— Begin INPUT RECORDS —

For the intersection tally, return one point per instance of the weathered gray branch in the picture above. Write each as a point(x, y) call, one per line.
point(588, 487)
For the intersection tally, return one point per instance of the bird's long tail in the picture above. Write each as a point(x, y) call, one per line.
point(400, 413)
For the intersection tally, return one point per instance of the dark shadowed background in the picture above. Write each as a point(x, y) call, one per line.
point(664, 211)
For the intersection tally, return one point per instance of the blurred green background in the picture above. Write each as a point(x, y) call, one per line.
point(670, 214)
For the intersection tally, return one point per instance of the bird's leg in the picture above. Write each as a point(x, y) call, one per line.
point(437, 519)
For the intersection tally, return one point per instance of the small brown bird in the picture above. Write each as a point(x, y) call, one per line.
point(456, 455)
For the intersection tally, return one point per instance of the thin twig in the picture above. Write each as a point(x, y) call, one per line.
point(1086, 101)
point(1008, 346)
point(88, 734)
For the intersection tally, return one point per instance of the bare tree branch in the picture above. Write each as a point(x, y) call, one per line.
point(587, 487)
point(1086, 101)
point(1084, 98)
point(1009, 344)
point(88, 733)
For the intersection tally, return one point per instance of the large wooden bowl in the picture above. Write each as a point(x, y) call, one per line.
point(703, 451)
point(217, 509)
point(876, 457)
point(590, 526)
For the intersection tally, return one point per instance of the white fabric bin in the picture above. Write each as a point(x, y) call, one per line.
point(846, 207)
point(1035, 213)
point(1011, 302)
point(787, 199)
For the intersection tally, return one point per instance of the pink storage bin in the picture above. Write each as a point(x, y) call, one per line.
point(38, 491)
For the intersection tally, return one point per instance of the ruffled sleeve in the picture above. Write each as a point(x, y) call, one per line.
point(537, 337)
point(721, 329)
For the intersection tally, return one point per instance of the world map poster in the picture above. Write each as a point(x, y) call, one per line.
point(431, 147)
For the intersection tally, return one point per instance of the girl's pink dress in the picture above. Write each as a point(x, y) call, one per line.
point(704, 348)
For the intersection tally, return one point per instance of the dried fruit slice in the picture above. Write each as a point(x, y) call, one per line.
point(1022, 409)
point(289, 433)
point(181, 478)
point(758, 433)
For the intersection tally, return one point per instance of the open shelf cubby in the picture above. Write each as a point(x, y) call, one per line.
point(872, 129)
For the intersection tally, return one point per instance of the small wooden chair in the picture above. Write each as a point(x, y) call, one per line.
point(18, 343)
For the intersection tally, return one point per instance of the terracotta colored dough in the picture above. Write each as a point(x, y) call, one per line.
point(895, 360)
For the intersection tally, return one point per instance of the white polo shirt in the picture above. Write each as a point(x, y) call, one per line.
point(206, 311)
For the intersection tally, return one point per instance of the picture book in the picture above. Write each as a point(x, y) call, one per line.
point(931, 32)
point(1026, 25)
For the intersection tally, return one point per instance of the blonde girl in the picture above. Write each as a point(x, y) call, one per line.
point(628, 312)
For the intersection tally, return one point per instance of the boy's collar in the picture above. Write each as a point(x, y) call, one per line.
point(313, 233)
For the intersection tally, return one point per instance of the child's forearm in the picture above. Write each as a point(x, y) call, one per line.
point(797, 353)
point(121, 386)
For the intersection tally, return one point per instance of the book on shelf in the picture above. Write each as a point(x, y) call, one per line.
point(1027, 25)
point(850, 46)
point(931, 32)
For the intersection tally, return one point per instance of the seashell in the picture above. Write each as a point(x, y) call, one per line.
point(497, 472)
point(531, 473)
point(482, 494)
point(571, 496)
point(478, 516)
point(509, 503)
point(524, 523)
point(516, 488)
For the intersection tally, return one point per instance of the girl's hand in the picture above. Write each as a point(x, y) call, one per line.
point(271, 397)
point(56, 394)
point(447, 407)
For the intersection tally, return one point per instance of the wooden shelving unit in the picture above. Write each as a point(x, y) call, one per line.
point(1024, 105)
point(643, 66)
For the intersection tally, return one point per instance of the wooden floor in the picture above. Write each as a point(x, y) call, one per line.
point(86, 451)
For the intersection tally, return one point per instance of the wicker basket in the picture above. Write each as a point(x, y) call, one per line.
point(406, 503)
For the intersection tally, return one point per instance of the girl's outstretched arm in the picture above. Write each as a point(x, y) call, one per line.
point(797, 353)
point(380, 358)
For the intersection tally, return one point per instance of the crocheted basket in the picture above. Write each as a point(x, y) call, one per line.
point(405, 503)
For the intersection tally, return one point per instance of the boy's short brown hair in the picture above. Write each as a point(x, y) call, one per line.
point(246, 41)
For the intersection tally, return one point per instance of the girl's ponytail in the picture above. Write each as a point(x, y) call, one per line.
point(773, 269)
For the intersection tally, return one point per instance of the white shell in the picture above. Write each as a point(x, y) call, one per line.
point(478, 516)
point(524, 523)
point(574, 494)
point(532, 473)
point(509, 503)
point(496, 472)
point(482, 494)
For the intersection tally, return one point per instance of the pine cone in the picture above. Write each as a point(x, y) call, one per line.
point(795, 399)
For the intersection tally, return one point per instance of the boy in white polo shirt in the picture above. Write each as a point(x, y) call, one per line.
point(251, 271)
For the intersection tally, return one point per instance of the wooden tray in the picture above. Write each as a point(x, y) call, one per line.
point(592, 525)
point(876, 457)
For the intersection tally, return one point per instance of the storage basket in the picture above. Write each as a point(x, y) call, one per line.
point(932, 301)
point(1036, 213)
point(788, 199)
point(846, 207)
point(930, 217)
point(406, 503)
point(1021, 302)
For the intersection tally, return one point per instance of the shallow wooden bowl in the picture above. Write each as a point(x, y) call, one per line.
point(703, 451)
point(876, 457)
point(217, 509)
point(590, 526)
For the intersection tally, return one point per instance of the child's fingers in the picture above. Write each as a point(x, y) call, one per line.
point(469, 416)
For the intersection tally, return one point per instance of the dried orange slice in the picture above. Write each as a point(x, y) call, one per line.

— End INPUT RECORDS —

▶ **STATED PROBLEM**
Add 63 to every coordinate in the answers and write out all of the data from the start down to the line that contains "point(721, 329)", that line included, keeping every other line unchanged.

▶ **REPLY**
For the intersection tally, return one point per instance of the weathered gray branch in the picture above. Write each as a point(x, y) call, one per line.
point(651, 550)
For the intersection tally, return one point per instance of the bird's long tail in the picture above. Write each as a point(x, y) call, one per line.
point(463, 476)
For the intersection tally, return one point per instance of the dark shadowed background in the picture above. Write each as a point(x, y) call, one per line.
point(727, 274)
For the intersection tally, return one point per instance of the blurred green background in the picture above. Write each as a point(x, y) call, one per line.
point(733, 277)
For the intersection tally, return one point per instance of the bird's leg in the picture above. Write each as a point(x, y) call, one per line.
point(500, 582)
For the intersection tally, return one point per instance of the small brown bird in the picture above. Write each as a point(x, y) call, one per line.
point(519, 518)
For the intersection tally, return one point per instance of the thin twig in the picture above. Write each as a point(x, y) call, one per line.
point(1149, 164)
point(1071, 409)
point(151, 797)
For the intersection tally, return one point per instance of the bare tree branch in the picture above. Write each as a point(x, y) call, one per line.
point(650, 550)
point(1149, 164)
point(1147, 161)
point(1072, 407)
point(151, 796)
For the intersection tally, return one point per instance of the large wooden bowl in the picture above. Write each as a point(x, y) call, one per line.
point(766, 514)
point(280, 572)
point(939, 520)
point(653, 589)
For the intersection tally, return one point per instance of the white fabric bin in the picture above. Write each as a point(x, y) call, one per line.
point(909, 270)
point(1098, 276)
point(1074, 365)
point(850, 262)
For the intersection tally, return one point per instance of the pink storage bin in the picture above. Write each as a point(x, y) call, one per line.
point(101, 554)
For the intersection tally, return one point per instance of the ruffled sleeve in the picture above. Write each as a point(x, y) call, one per line.
point(600, 400)
point(784, 392)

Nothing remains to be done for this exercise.